-------- Given passage

What about prediction intervals? That’s a bit harder, and we need to dig into the specific prediction function for lm
s, predict()
. This function is very useful as you can use it to generate new predicted values, and it will also give you error as well. Now, modelr::add_prediction
will give you values, but no error yet. YET.
So how does predict work? We begin with a new data frame that has columns matching our predictors in the model. Then add a new column. As the data frame is not the first argument, we can’t use pipes here. Booo.
We then cbind the predictors and predicted values - along with the interval we’ve created. We’ll also do some renaming, simply to make it easier to use this new data in our ggplot coming up. Note, there are also arguments to get intervals other than the 95%.
predFrame <- data.frame(age.days = min(seals$age.days):max(seals$age.days))
predVals <- predict(seal_lm, newdata=predFrame, interval="prediction")
predFrame <- cbind(predFrame, predVals) %>%
rename(length.cm = fit)
head(predFrame)
age.days length.cm lwr upr
1 958 118.0377 106.8996 129.1759
2 959 118.0401 106.9019 129.1783
3 960 118.0425 106.9043 129.1807
4 961 118.0449 106.9067 129.1830
5 962 118.0472 106.9090 129.1854
6 963 118.0496 106.9114 129.1878
We can then add this to our plot using the geom_ribbon
which takes a ymin
and ymax
argument to generate a ribbon - like the fit standard error ribbon.
seal_fit_plot +
stat_smooth(method="lm", color="blue") +
geom_ribbon(data=predFrame, mapping=aes(x=age.days, ymin=lwr, ymax=upr),
fill="grey", alpha=0.6) +
theme_bw()
Now we can better see the prediction 95% interval - and that we do have some points that fall outside of it.
Fist, the relationship between how lean you are and how quickly you lose fat. Implement this to get a sense ot the general workflow for analysis
library(ggplot2)
fat <- read.csv("./data/17q04BodyFatHeatLoss Sloan and Keatinge 1973 replica.csv")

----------------
-------- Data extract

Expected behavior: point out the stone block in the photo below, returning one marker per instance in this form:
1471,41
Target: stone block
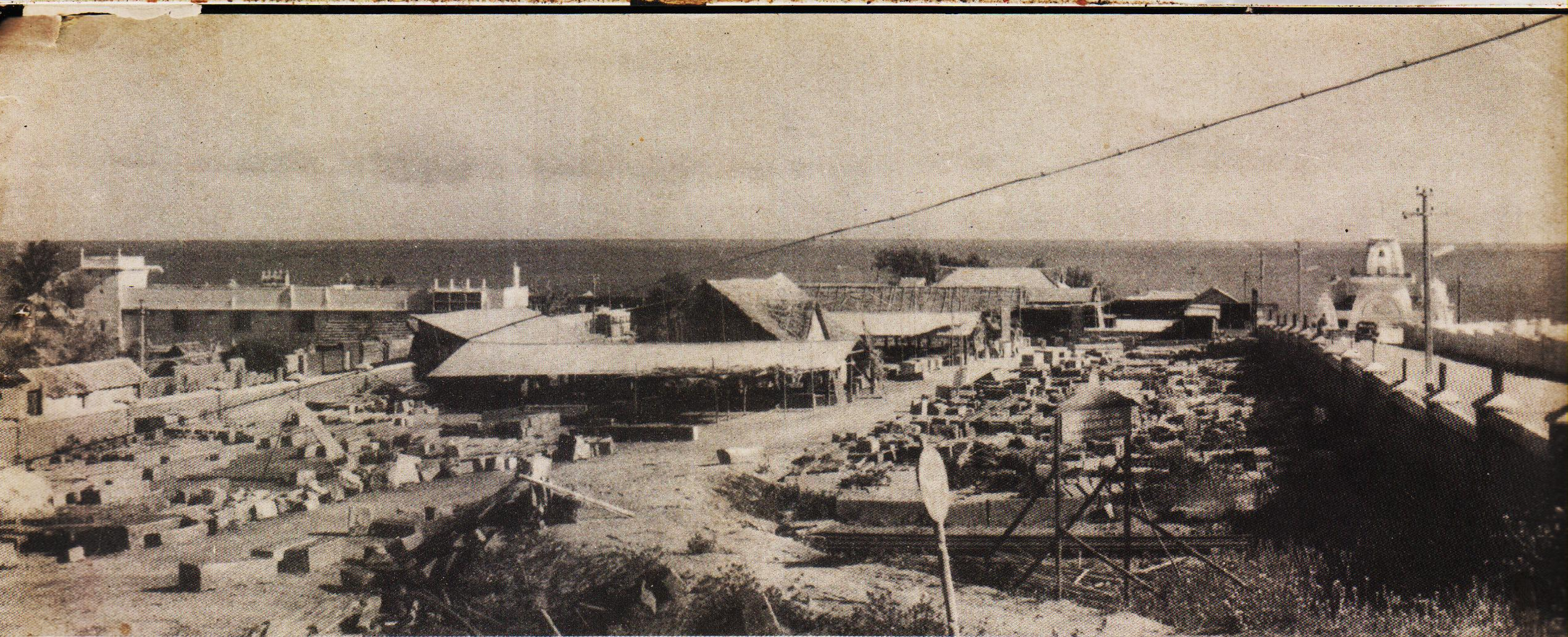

----------------

The request >>
From the passage on prediction intervals, return the stretch that starts with "head(predFrame)" and finishes with "standard error ribbon.", copied word for word.

Complete response >>
head(predFrame)
age.days length.cm lwr upr
1 958 118.0377 106.8996 129.1759
2 959 118.0401 106.9019 129.1783
3 960 118.0425 106.9043 129.1807
4 961 118.0449 106.9067 129.1830
5 962 118.0472 106.9090 129.1854
6 963 118.0496 106.9114 129.1878
We can then add this to our plot using the geom_ribbon
which takes a ymin
and ymax
argument to generate a ribbon - like the fit standard error ribbon.